__SHORT EXERCISE__: Put every line of the listing below into a numbered list, skipping any blank lines and leaving the pictures out.
## START RECORDS SUPPLIED
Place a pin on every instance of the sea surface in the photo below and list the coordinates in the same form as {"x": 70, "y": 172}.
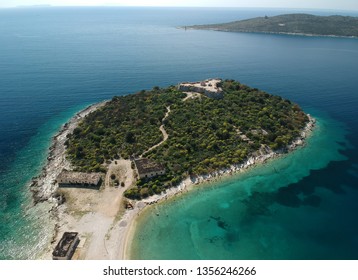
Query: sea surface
{"x": 56, "y": 61}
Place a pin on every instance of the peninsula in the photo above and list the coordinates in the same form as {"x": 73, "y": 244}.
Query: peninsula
{"x": 296, "y": 24}
{"x": 116, "y": 157}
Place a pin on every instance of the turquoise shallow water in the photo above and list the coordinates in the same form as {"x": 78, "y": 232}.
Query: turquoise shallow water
{"x": 267, "y": 212}
{"x": 55, "y": 61}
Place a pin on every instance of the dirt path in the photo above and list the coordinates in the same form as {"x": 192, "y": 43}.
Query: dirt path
{"x": 96, "y": 214}
{"x": 162, "y": 129}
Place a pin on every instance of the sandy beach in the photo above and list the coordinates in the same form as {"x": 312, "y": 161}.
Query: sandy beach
{"x": 100, "y": 217}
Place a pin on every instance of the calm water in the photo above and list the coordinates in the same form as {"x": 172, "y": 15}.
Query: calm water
{"x": 53, "y": 62}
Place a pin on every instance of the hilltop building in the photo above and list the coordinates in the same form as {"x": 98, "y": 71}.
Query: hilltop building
{"x": 210, "y": 88}
{"x": 148, "y": 169}
{"x": 66, "y": 247}
{"x": 79, "y": 179}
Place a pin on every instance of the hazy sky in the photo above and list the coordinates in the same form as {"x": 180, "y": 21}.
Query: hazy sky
{"x": 309, "y": 4}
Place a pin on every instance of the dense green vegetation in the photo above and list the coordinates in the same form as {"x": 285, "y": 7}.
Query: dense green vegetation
{"x": 292, "y": 23}
{"x": 204, "y": 134}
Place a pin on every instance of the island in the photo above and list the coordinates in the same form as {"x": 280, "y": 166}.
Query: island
{"x": 295, "y": 24}
{"x": 116, "y": 157}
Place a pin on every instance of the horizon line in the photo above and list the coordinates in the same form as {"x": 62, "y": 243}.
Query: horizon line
## END RECORDS SUPPLIED
__SOLUTION FOR THIS TASK__:
1. Place a pin on every instance of the sea surface in the photo below and list the coordinates in the same form as {"x": 70, "y": 172}.
2. Query: sea surface
3. {"x": 56, "y": 61}
4. Place a pin on every instance of the peninsula in the photo above and list the coordinates in the same form as {"x": 73, "y": 244}.
5. Query: peninsula
6. {"x": 296, "y": 24}
7. {"x": 116, "y": 157}
8. Place a pin on every instance of the turquoise shallow water in the photo above and list the coordinates in the same form as {"x": 78, "y": 232}.
9. Query: turquoise shallow water
10. {"x": 267, "y": 212}
11. {"x": 55, "y": 61}
12. Place a pin on every instance of the dirt path in the photo above and list the coordinates in the same form as {"x": 192, "y": 43}.
13. Query: dirt path
14. {"x": 96, "y": 214}
15. {"x": 162, "y": 129}
16. Place a pin on every instance of the sandy beach in the photo above and list the coordinates in the same form as {"x": 312, "y": 161}.
17. Query: sandy beach
18. {"x": 100, "y": 217}
19. Place a pin on every instance of the calm water in the photo above and list the coordinates in the same form as {"x": 172, "y": 15}.
20. Query: calm water
21. {"x": 53, "y": 62}
22. Place a pin on every instance of the hilltop building in the photo above and list the coordinates in the same form as {"x": 98, "y": 71}.
23. Query: hilltop building
24. {"x": 210, "y": 88}
25. {"x": 148, "y": 169}
26. {"x": 66, "y": 247}
27. {"x": 79, "y": 179}
28. Place a pin on every instance of the hazy sky in the photo above and list the coordinates in the same form as {"x": 180, "y": 21}.
29. Query: hazy sky
30. {"x": 309, "y": 4}
31. Place a pin on every instance of the dense green vegetation in the photo above and list the coordinates in the same form as {"x": 285, "y": 7}.
32. Query: dense green vegetation
33. {"x": 292, "y": 23}
34. {"x": 204, "y": 134}
35. Place a pin on every instance of the island in the photo above and list the coordinates in the same form as {"x": 280, "y": 166}.
36. Query: island
37. {"x": 295, "y": 24}
38. {"x": 116, "y": 157}
39. Place a pin on every instance of the horizon line in the photo above and list the coordinates in the same form as {"x": 62, "y": 243}.
40. Query: horizon line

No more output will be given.